**Stated task**
Pull out, unchanged, everything in the entries from the line containing "<item>garage</item>, that would be a great help." down to the line containing "131 50 L 128", with both of those lines included. Leave the pictures out of your answer.

**Dataset rows**
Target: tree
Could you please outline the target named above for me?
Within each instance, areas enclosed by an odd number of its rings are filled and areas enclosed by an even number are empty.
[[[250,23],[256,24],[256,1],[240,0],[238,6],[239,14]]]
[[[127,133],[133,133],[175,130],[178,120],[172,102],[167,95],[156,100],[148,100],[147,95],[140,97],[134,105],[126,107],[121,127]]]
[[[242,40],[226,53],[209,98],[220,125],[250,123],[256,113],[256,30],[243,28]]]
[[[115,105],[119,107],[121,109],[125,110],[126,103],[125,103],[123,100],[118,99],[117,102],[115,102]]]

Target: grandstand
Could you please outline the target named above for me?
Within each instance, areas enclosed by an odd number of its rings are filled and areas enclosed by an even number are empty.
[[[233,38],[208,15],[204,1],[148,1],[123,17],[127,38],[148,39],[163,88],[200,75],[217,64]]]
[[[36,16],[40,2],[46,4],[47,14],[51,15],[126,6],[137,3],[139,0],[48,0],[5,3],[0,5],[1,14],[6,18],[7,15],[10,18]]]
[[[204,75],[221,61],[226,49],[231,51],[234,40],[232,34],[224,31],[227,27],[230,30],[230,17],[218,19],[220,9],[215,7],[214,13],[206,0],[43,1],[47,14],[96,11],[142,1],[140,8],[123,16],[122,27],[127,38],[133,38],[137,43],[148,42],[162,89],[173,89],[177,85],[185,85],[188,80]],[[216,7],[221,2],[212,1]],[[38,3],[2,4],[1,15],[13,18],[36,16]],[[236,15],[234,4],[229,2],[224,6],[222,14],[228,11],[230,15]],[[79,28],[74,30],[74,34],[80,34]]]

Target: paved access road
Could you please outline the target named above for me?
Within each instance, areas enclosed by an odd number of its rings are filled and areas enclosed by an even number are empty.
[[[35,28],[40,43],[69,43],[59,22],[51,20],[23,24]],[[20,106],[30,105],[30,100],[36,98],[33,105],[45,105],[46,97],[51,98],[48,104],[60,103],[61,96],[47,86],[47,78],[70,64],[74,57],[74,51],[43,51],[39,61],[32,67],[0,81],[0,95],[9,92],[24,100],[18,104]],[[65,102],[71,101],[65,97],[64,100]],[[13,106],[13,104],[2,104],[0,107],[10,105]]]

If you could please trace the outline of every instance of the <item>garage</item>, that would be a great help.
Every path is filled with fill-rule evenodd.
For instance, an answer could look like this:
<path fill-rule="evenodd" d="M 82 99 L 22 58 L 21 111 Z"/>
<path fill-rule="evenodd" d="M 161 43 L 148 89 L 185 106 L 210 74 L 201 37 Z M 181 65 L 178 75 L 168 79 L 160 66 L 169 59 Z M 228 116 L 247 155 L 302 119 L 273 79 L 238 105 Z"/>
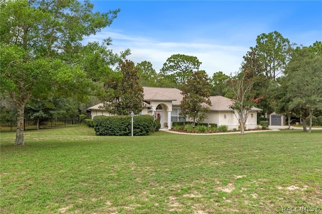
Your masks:
<path fill-rule="evenodd" d="M 270 115 L 270 126 L 285 126 L 286 117 L 282 115 L 278 115 L 275 112 Z"/>

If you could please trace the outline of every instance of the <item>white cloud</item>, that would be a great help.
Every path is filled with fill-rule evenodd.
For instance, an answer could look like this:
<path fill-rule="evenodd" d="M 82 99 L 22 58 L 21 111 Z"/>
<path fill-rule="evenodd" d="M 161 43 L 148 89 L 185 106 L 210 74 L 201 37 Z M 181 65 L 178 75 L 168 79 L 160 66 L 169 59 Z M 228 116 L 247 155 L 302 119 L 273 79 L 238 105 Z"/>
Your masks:
<path fill-rule="evenodd" d="M 131 50 L 128 59 L 135 63 L 151 62 L 158 72 L 167 59 L 173 54 L 181 54 L 197 57 L 202 62 L 200 70 L 209 76 L 221 71 L 229 75 L 238 71 L 248 47 L 224 46 L 207 40 L 206 42 L 163 42 L 151 38 L 126 35 L 118 31 L 104 31 L 86 38 L 85 42 L 112 38 L 111 49 L 119 53 L 127 48 Z"/>

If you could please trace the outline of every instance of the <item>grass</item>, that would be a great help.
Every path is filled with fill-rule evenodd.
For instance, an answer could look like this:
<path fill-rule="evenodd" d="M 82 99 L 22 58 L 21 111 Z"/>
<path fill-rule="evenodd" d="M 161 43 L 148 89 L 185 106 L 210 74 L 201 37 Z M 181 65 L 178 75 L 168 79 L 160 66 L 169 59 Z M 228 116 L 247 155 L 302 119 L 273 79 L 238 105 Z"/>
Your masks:
<path fill-rule="evenodd" d="M 272 213 L 322 209 L 322 131 L 96 136 L 1 133 L 3 213 Z"/>

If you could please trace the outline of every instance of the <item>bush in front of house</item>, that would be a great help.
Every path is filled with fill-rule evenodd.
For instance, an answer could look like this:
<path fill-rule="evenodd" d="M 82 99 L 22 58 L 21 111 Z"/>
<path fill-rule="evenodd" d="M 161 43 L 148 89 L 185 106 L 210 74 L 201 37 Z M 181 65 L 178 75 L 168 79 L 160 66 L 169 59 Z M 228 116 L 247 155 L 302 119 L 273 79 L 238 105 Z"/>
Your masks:
<path fill-rule="evenodd" d="M 227 132 L 228 131 L 228 126 L 220 125 L 217 128 L 217 131 L 219 132 Z"/>
<path fill-rule="evenodd" d="M 93 119 L 93 125 L 96 135 L 130 136 L 131 133 L 131 116 L 96 116 Z M 140 115 L 133 118 L 133 135 L 147 135 L 152 130 L 153 117 Z"/>
<path fill-rule="evenodd" d="M 161 124 L 157 120 L 155 120 L 153 123 L 153 128 L 152 131 L 154 132 L 158 131 L 161 128 Z"/>
<path fill-rule="evenodd" d="M 261 121 L 260 125 L 262 126 L 262 129 L 268 129 L 268 121 Z"/>
<path fill-rule="evenodd" d="M 305 123 L 306 123 L 306 126 L 310 125 L 310 117 L 308 117 L 305 118 Z M 314 115 L 312 116 L 312 126 L 317 126 L 318 124 L 317 123 L 317 119 Z"/>
<path fill-rule="evenodd" d="M 199 133 L 205 133 L 207 132 L 207 127 L 205 126 L 198 125 L 196 127 L 196 129 Z"/>
<path fill-rule="evenodd" d="M 85 124 L 89 127 L 94 127 L 93 125 L 93 119 L 85 119 Z"/>

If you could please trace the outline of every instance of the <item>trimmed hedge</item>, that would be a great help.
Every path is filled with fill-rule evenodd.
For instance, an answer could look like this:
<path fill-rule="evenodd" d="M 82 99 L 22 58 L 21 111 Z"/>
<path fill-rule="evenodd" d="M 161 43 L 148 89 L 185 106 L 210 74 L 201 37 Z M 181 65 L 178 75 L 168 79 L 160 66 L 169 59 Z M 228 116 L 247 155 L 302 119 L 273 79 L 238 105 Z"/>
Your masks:
<path fill-rule="evenodd" d="M 93 125 L 96 135 L 126 136 L 131 135 L 131 116 L 96 116 Z M 152 130 L 153 117 L 140 115 L 134 117 L 133 135 L 147 135 Z"/>
<path fill-rule="evenodd" d="M 155 120 L 153 124 L 153 131 L 158 131 L 161 128 L 161 124 L 157 121 Z"/>
<path fill-rule="evenodd" d="M 192 125 L 193 122 L 191 121 L 186 122 L 172 122 L 172 126 L 184 126 L 186 125 Z M 217 124 L 207 124 L 207 123 L 196 123 L 196 126 L 204 126 L 208 127 L 209 125 L 211 126 L 212 127 L 217 127 Z"/>
<path fill-rule="evenodd" d="M 261 121 L 260 122 L 260 125 L 262 126 L 262 129 L 268 129 L 268 121 Z"/>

**Final result**
If you could please trace the outline of every instance of the <item>garage</item>, that would be a great help.
Every path is filled with fill-rule evenodd.
For instance, an answer could look like this:
<path fill-rule="evenodd" d="M 82 99 L 22 58 L 21 111 Z"/>
<path fill-rule="evenodd" d="M 161 43 L 148 89 L 185 106 L 210 74 L 201 37 Z M 181 65 L 178 75 L 168 79 L 160 66 L 169 59 Z M 228 116 L 247 155 L 302 119 L 273 79 L 238 105 Z"/>
Your masks:
<path fill-rule="evenodd" d="M 270 115 L 270 126 L 285 126 L 286 117 L 282 115 L 278 115 L 275 112 Z"/>

If you could please trace the outline of every instance of the <item>white cloud</item>, that would be a great help.
Every path is filled with fill-rule evenodd.
For instance, an answer could look like this:
<path fill-rule="evenodd" d="M 82 99 L 22 58 L 21 111 Z"/>
<path fill-rule="evenodd" d="M 161 43 L 148 89 L 185 106 L 210 74 L 201 37 Z M 181 65 L 178 75 L 168 79 L 160 66 L 169 59 Z M 228 116 L 247 155 L 302 119 L 273 79 L 238 105 Z"/>
Your masks:
<path fill-rule="evenodd" d="M 131 50 L 128 59 L 135 63 L 151 62 L 158 72 L 167 59 L 173 54 L 181 54 L 197 57 L 202 62 L 200 70 L 209 76 L 221 71 L 229 75 L 238 71 L 248 47 L 224 46 L 207 40 L 206 42 L 163 42 L 151 38 L 126 35 L 118 31 L 104 31 L 86 38 L 85 42 L 112 38 L 111 49 L 119 53 L 127 48 Z"/>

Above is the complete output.